● **Challenge**: Extend the news article below on the city's Tobacco 21 ordinance, picking up right after its final sentence.

Councilmember Julie Grand (D–Ward 3) expressed her desire to clarify the city’s Tobacco 21 ordinance is still in effect Monday at a City Council meeting, despite an opinion issued by Michigan Attorney General Bill Schuette claiming the ordinance is in conflict with state law.

The ordinance, which was passed Aug. 4 and went into effect Jan. 1, raises the minimum age for tobacco purchase from 18 to 21.

“It’s been widely reported that an opinion issued by the attorney general last week has invalidated our Tobacco 21 ordinance, and that is simply false,” Grand said. “While the attorney general’s opinion does have implications for the actions of those who work for state agencies, he does not have the power or authority to invalidate our local ordinances.”

Schuette’s opinion is not the only opposition the ordinance has faced –– the ordinance passed with two dissenting votes, from Councilmember Jack Eaton (D–Ward 4) and Councilmember Jane Lumm (I–Ward 2).

“I am vividly aware of the cost of smoking, but I can’t support this ordinance,” Eaton said in a July City Council meeting. “The Michigan Tobacco Products Tax Act says that we shall not impose any new requirements or prohibitions pertaining to the sale of tobacco, and that’s exactly what we’re doing here. I think that when there’s a state law that tells us not to do something, we’re ill-advised to do it regardless of how passionate we are about the intent behind the law.”

The opinion, also issued Monday, was requested by state Sen. Rick Jones (R–Grand Ledge). In it, Schuette argues state law preempts local laws in this case, and that it is specifically in conflict with the state’s Age of Majority Act.

● **Provided data**:
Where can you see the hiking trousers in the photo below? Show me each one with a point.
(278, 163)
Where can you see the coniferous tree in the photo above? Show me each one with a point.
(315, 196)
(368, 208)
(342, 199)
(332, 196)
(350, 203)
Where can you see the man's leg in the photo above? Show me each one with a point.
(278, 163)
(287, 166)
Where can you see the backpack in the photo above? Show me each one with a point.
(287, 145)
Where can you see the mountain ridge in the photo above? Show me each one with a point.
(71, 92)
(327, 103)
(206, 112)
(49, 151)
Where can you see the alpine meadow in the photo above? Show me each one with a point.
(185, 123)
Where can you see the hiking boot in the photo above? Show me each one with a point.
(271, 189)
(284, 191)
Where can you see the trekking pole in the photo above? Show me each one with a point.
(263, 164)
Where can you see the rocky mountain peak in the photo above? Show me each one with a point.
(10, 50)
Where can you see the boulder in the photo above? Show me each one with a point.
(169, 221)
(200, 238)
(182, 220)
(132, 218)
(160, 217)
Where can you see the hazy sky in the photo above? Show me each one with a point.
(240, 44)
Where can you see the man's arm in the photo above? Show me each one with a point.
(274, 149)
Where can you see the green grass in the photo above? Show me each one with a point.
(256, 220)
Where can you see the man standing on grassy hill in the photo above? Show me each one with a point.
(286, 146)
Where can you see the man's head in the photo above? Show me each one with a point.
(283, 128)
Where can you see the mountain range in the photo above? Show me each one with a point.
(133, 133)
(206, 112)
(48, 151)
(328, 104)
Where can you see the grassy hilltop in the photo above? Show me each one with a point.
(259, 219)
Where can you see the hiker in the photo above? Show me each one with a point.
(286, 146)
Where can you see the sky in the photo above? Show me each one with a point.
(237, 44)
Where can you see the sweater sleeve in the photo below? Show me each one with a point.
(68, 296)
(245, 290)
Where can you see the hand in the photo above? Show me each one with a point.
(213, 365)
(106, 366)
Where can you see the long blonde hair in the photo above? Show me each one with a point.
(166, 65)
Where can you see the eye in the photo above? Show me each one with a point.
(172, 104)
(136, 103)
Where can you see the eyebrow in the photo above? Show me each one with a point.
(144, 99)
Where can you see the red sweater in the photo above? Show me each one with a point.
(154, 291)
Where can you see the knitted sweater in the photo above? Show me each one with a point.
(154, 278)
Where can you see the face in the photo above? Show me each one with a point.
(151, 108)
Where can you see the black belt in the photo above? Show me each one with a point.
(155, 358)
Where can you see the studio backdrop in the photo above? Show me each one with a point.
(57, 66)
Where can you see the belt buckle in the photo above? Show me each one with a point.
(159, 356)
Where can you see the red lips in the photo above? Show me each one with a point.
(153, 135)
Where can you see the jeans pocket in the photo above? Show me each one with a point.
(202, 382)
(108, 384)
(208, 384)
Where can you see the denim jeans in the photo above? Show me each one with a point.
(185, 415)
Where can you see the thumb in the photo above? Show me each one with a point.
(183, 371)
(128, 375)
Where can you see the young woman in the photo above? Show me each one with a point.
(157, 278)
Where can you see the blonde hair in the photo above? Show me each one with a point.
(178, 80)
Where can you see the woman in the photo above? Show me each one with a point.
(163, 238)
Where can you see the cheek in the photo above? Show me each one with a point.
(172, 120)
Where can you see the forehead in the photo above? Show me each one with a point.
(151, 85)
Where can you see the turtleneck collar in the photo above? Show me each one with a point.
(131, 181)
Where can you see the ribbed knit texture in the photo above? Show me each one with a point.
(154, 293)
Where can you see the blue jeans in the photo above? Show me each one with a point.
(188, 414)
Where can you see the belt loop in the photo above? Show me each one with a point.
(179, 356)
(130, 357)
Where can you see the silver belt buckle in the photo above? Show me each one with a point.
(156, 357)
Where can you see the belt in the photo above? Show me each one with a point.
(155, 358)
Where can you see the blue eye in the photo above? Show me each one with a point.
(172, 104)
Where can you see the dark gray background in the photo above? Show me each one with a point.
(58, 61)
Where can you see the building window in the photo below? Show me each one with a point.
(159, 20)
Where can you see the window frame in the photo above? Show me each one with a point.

● **Answer to the task**:
“The Act expressly bars laws that prescribe duties, liabilities, responsibilities, rights and legal capacity of persons who are 18 to 20 years old that are ‘different’ from those who are 21 years old,” Schuette wrote. “The Age of Majority Act’s rejection of a difference of laws for those between the ages of 18 to 20 years as a class from those 21 years and older was predicated on the existence of a duty, liability, responsibility, right, or legal capacity related to the sale or furnishing of tobacco products.”

Though the minimum age of 21 for the purchase of alcohol in the state appears in conflict with this act, the Michigan Court of Appeals ruled in 1984 that the general provisions in the Age of Majority Act “did not alter” the Liquor Control Act passed by the state legislature, which raised the minimum age for purchase from 18 to 21.

Noting that Schuette’s opinion did not have legal weight, Grand implied the opinion also might be factually incorrect.

“Not being an attorney, I won’t comment much on the legal merits of the opinion, except that I would like to point out that the attorney general has been wrong before,” she said.

Furthermore, Grand questioned the motives of Attorney General Schuette in issuing the opinion, saying it was a failure of his duty to protect the health of Michigan residents, and making her own motives clear.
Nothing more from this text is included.